* **TASK DETAILS**: From the entries, return every line where the string "shoreline" shows up.

* * * *

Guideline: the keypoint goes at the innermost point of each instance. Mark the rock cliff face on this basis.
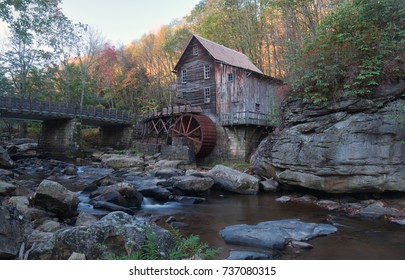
(352, 145)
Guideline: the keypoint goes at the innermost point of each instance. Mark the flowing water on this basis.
(357, 238)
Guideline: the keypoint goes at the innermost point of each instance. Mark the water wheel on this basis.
(199, 131)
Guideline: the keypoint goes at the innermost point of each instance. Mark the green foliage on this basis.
(356, 48)
(186, 248)
(191, 247)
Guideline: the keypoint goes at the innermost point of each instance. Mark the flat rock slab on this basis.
(274, 234)
(248, 255)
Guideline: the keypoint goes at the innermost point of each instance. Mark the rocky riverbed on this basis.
(57, 210)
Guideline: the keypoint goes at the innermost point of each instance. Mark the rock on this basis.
(55, 198)
(377, 210)
(170, 219)
(14, 227)
(300, 244)
(328, 204)
(274, 234)
(193, 185)
(166, 173)
(112, 207)
(188, 199)
(248, 255)
(270, 185)
(399, 221)
(233, 180)
(116, 234)
(6, 188)
(122, 161)
(352, 145)
(156, 192)
(175, 224)
(21, 203)
(70, 170)
(49, 226)
(5, 160)
(85, 219)
(122, 194)
(25, 150)
(175, 164)
(283, 199)
(6, 173)
(77, 257)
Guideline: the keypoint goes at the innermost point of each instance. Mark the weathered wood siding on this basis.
(193, 90)
(244, 93)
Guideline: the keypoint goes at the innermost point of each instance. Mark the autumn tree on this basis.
(32, 28)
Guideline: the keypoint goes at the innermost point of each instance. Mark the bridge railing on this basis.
(21, 105)
(246, 118)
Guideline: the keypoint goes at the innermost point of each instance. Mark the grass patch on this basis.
(190, 247)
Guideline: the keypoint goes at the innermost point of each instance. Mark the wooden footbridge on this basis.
(61, 130)
(26, 109)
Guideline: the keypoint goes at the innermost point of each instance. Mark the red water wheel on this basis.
(199, 131)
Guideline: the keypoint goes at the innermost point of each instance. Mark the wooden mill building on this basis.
(228, 102)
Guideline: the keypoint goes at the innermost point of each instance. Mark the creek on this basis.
(357, 238)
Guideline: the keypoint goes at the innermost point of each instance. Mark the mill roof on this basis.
(225, 55)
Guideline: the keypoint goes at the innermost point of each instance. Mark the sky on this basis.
(123, 21)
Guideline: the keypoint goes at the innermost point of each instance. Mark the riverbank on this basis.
(197, 202)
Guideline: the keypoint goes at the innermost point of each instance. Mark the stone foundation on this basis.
(60, 139)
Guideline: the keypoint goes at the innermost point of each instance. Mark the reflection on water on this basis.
(357, 238)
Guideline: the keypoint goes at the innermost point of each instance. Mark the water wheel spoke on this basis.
(199, 131)
(194, 130)
(178, 132)
(182, 126)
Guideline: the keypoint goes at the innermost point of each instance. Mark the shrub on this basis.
(357, 48)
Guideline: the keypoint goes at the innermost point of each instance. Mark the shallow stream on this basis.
(357, 238)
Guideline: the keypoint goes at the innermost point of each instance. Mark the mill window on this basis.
(206, 71)
(184, 76)
(230, 77)
(207, 95)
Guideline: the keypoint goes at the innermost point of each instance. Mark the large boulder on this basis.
(117, 234)
(5, 160)
(352, 145)
(233, 180)
(14, 227)
(122, 194)
(55, 198)
(6, 188)
(122, 161)
(274, 234)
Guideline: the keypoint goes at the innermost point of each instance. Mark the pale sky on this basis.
(122, 21)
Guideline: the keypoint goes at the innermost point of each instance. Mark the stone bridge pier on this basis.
(62, 138)
(119, 137)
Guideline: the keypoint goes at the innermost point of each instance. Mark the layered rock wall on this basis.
(354, 145)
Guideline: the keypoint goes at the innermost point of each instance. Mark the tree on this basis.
(32, 27)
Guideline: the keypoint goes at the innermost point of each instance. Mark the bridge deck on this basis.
(24, 109)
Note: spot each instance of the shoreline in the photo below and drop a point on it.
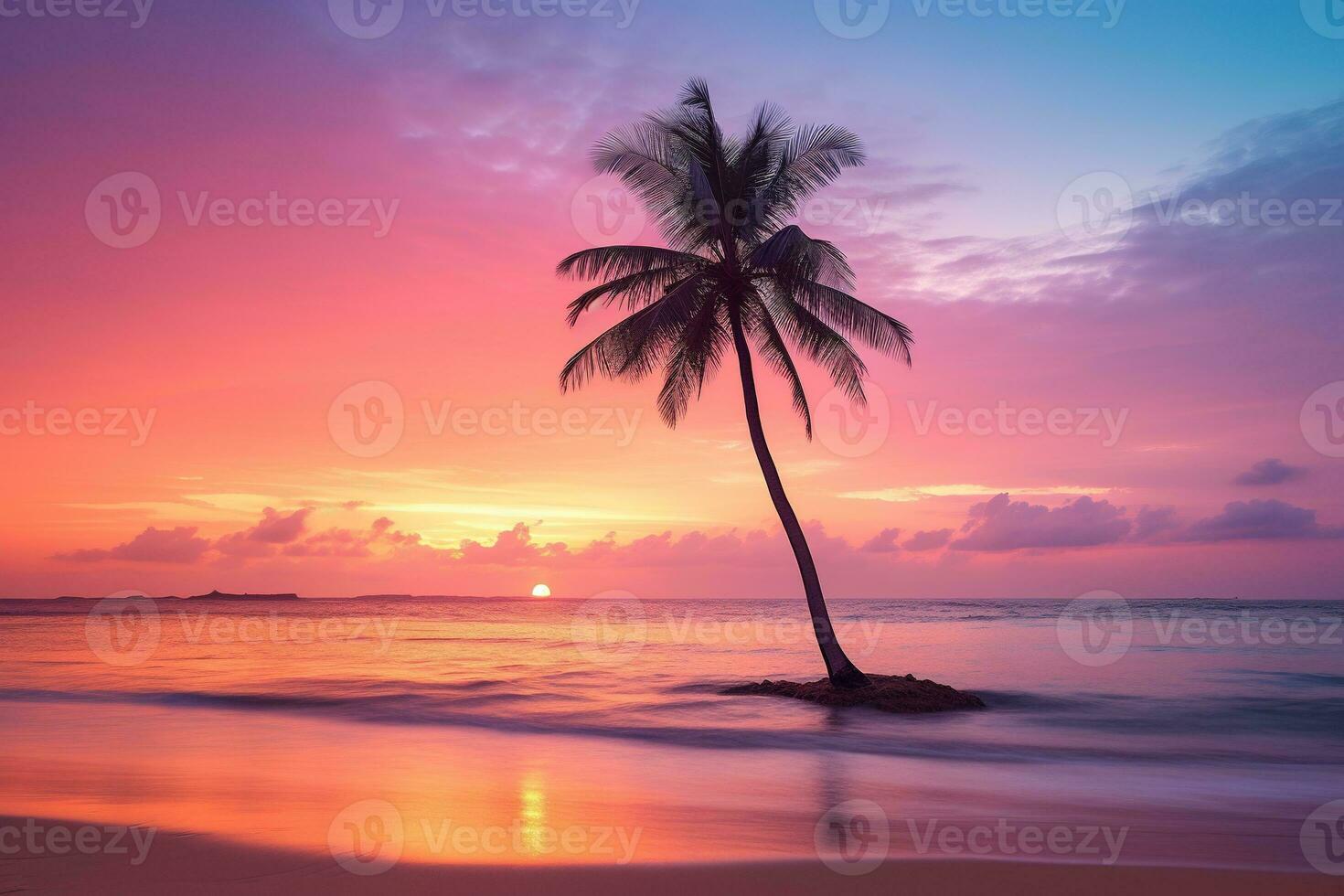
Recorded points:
(192, 863)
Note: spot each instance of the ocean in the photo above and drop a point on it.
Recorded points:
(1172, 732)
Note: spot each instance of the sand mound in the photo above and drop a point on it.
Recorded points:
(889, 693)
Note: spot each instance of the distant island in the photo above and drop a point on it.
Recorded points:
(220, 595)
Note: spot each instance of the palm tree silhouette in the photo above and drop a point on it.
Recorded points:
(734, 271)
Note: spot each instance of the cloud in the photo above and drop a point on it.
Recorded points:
(1155, 524)
(930, 540)
(882, 543)
(1001, 524)
(151, 546)
(1270, 472)
(1260, 520)
(276, 528)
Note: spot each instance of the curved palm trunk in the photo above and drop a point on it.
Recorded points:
(841, 672)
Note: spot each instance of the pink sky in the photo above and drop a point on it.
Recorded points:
(1172, 364)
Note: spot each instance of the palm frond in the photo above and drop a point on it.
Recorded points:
(775, 354)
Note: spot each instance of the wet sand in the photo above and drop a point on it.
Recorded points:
(182, 863)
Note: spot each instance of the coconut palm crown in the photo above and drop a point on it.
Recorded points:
(735, 274)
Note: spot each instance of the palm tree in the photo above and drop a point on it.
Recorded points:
(734, 271)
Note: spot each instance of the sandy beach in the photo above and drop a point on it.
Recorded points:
(183, 863)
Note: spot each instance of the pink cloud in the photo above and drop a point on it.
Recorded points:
(151, 546)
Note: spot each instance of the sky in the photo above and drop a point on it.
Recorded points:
(280, 306)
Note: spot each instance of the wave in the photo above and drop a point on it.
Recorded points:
(945, 738)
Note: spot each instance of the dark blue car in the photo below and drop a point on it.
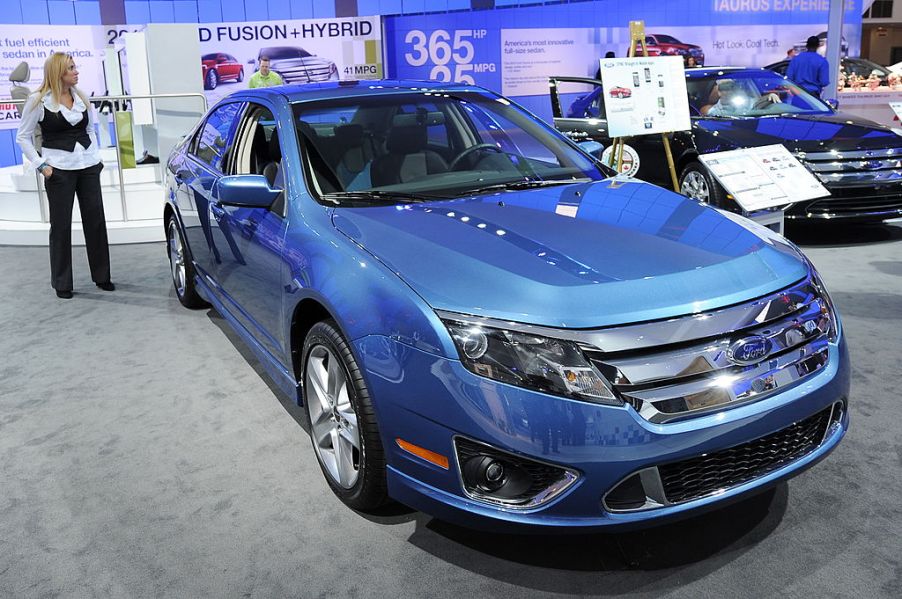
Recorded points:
(484, 324)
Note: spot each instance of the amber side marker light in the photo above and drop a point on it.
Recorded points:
(430, 456)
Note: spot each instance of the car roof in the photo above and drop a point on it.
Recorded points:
(699, 72)
(346, 89)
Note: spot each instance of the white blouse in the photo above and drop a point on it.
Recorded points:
(33, 112)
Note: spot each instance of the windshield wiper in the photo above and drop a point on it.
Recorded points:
(380, 196)
(525, 184)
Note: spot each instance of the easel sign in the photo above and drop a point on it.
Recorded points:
(644, 95)
(763, 177)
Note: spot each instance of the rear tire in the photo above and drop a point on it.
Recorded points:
(697, 183)
(182, 268)
(342, 420)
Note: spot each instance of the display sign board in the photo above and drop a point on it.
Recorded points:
(645, 95)
(763, 177)
(301, 51)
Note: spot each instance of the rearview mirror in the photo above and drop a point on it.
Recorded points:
(592, 148)
(251, 191)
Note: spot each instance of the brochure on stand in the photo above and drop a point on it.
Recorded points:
(764, 177)
(645, 95)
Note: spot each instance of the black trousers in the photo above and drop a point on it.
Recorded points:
(62, 187)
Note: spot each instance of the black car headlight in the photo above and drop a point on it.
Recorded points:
(544, 364)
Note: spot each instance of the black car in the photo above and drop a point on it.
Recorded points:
(858, 66)
(858, 161)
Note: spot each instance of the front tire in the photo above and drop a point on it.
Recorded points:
(182, 268)
(343, 425)
(697, 183)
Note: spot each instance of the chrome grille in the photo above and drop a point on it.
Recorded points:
(857, 168)
(674, 381)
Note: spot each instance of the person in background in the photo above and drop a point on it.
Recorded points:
(70, 163)
(264, 77)
(809, 69)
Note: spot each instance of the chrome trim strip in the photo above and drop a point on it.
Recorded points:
(569, 477)
(850, 155)
(715, 323)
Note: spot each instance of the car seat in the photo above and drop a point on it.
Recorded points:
(356, 151)
(20, 74)
(407, 158)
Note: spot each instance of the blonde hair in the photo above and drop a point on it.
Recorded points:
(55, 67)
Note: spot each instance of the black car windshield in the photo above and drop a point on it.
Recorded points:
(736, 94)
(284, 52)
(426, 144)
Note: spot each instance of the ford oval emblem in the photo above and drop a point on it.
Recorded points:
(749, 350)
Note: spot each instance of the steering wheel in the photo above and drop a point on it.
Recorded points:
(766, 101)
(472, 149)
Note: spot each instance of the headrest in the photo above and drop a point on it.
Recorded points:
(349, 136)
(21, 73)
(406, 139)
(275, 152)
(421, 117)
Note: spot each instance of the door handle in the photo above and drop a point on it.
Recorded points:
(217, 211)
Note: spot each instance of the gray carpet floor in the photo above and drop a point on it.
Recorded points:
(144, 454)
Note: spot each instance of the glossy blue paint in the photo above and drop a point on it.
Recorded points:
(581, 255)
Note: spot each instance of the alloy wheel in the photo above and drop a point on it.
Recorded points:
(695, 186)
(177, 258)
(333, 421)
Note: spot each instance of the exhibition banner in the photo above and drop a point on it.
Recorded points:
(645, 95)
(763, 177)
(300, 51)
(33, 45)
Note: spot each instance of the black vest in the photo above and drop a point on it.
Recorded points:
(59, 134)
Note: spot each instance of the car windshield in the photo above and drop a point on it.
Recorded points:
(737, 94)
(429, 144)
(283, 52)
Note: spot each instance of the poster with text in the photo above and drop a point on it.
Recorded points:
(34, 45)
(300, 51)
(645, 95)
(763, 177)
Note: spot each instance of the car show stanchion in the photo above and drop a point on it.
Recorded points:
(637, 36)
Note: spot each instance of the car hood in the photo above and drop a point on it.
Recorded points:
(799, 133)
(576, 256)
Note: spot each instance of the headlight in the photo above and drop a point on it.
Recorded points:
(827, 307)
(544, 364)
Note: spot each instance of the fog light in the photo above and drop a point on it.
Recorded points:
(506, 479)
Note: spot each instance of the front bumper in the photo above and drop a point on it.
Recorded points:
(428, 400)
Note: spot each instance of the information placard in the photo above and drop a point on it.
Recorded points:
(645, 95)
(763, 177)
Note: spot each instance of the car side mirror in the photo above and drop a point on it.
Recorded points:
(250, 191)
(593, 148)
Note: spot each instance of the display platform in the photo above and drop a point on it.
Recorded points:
(24, 212)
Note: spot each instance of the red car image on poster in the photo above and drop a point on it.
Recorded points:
(666, 45)
(219, 67)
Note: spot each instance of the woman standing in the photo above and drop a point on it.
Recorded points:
(70, 163)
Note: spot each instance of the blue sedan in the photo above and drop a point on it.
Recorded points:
(485, 324)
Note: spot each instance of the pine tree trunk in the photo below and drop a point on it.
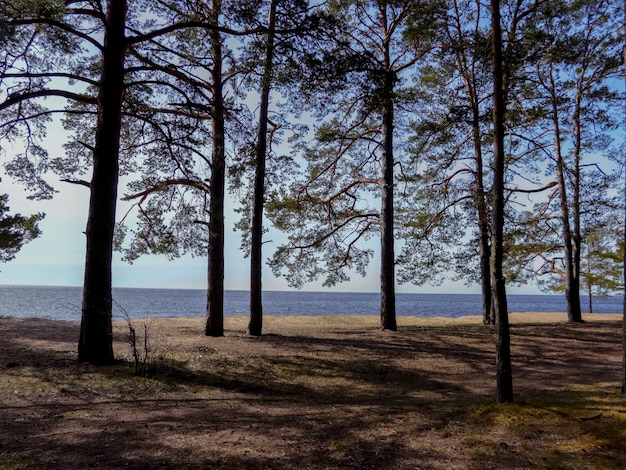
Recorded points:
(255, 326)
(215, 290)
(96, 338)
(624, 240)
(504, 379)
(483, 221)
(387, 268)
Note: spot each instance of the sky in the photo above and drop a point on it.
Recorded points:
(57, 256)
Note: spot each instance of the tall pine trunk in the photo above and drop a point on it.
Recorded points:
(571, 241)
(96, 338)
(388, 260)
(387, 268)
(215, 271)
(504, 377)
(480, 198)
(624, 240)
(255, 326)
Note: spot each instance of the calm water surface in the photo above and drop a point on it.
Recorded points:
(63, 303)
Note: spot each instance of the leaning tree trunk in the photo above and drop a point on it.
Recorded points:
(480, 200)
(255, 326)
(504, 380)
(96, 338)
(572, 286)
(215, 275)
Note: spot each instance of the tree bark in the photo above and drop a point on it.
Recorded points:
(624, 240)
(571, 253)
(96, 338)
(504, 380)
(255, 326)
(388, 259)
(483, 223)
(387, 268)
(215, 270)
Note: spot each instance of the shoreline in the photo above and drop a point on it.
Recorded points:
(365, 320)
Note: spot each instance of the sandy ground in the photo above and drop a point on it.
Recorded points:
(315, 393)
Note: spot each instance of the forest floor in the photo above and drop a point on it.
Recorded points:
(315, 393)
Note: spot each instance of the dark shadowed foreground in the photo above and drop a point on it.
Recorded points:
(316, 393)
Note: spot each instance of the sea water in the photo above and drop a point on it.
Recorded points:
(63, 303)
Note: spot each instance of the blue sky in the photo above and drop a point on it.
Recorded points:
(57, 257)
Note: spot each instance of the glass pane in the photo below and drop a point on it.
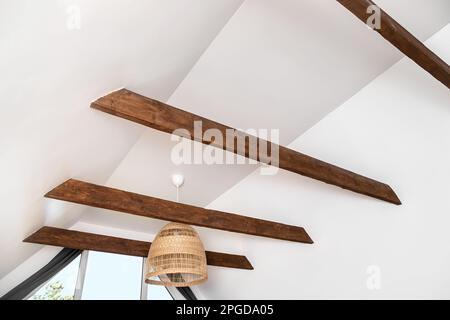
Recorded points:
(61, 286)
(112, 277)
(158, 293)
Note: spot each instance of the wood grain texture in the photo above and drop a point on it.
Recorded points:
(89, 241)
(403, 40)
(133, 203)
(160, 116)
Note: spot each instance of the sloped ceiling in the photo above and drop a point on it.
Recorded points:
(276, 64)
(50, 73)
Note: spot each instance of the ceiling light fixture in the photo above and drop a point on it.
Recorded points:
(176, 257)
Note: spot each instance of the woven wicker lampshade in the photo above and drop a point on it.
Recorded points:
(176, 257)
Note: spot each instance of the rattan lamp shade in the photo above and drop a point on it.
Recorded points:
(176, 257)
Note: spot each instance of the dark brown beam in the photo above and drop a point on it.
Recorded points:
(95, 242)
(137, 204)
(403, 40)
(160, 116)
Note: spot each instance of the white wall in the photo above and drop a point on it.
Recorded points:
(396, 130)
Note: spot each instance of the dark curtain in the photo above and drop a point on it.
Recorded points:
(62, 259)
(187, 293)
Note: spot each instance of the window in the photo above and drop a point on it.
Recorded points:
(158, 293)
(101, 276)
(112, 277)
(61, 286)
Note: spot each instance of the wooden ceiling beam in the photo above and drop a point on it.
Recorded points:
(123, 201)
(402, 39)
(95, 242)
(160, 116)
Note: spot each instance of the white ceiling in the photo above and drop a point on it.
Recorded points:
(276, 64)
(283, 64)
(51, 73)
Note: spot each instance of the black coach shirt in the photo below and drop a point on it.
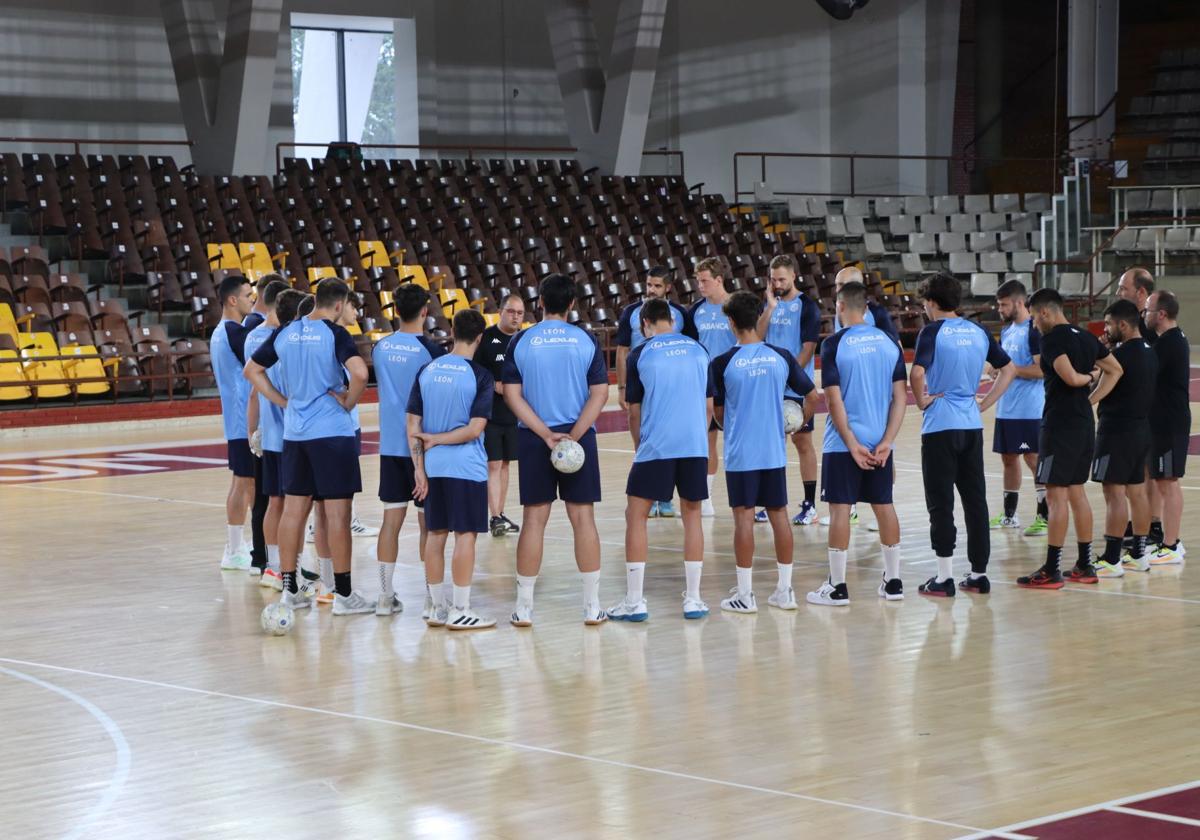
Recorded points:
(1127, 406)
(490, 355)
(1068, 406)
(1171, 413)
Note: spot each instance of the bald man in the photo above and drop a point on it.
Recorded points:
(875, 315)
(1135, 286)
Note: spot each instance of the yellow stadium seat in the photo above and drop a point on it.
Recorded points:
(451, 300)
(88, 366)
(413, 274)
(9, 324)
(40, 346)
(319, 273)
(223, 256)
(11, 370)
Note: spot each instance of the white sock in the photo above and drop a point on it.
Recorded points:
(525, 589)
(891, 561)
(838, 565)
(945, 568)
(691, 570)
(385, 585)
(634, 575)
(591, 588)
(744, 576)
(785, 576)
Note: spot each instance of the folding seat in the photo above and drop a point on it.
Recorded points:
(994, 262)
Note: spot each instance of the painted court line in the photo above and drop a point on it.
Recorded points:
(490, 742)
(1111, 804)
(120, 773)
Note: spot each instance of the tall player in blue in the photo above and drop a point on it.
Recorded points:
(448, 412)
(863, 376)
(1019, 412)
(793, 322)
(670, 393)
(629, 339)
(945, 378)
(750, 381)
(319, 451)
(226, 352)
(396, 360)
(556, 382)
(711, 328)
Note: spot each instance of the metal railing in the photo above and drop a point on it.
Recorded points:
(469, 149)
(1051, 167)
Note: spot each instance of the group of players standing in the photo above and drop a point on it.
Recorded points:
(450, 423)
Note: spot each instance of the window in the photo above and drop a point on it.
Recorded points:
(343, 85)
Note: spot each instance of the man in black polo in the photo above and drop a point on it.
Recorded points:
(501, 435)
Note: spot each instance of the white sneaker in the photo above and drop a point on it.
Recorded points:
(783, 599)
(388, 606)
(359, 529)
(624, 611)
(235, 561)
(352, 605)
(297, 600)
(1167, 557)
(467, 619)
(271, 580)
(521, 616)
(739, 603)
(593, 615)
(694, 607)
(829, 595)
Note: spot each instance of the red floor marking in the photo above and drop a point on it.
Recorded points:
(1111, 825)
(1182, 804)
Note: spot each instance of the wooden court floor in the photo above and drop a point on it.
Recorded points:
(141, 700)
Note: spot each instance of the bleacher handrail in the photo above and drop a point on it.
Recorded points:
(970, 161)
(471, 149)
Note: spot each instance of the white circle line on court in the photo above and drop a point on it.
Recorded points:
(463, 736)
(120, 773)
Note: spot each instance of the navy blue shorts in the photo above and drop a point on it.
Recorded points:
(273, 473)
(456, 504)
(324, 468)
(541, 484)
(241, 460)
(843, 481)
(757, 487)
(396, 480)
(799, 401)
(1015, 437)
(658, 480)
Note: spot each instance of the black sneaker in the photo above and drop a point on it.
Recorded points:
(1042, 580)
(981, 585)
(935, 589)
(892, 591)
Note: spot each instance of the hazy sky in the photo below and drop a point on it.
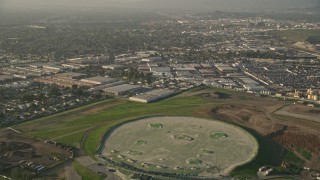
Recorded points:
(187, 4)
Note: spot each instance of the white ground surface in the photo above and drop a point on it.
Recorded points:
(168, 153)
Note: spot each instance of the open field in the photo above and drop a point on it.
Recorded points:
(180, 144)
(300, 112)
(84, 127)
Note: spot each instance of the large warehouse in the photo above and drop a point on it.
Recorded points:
(99, 80)
(152, 95)
(122, 90)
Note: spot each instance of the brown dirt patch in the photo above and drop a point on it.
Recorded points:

* * * *

* **OUTPUT BELOW**:
Note: spot each instance of the shoreline in the photo below and drop a point on it.
Note: spot each instance of the shoreline in the photo above and drop a point on it.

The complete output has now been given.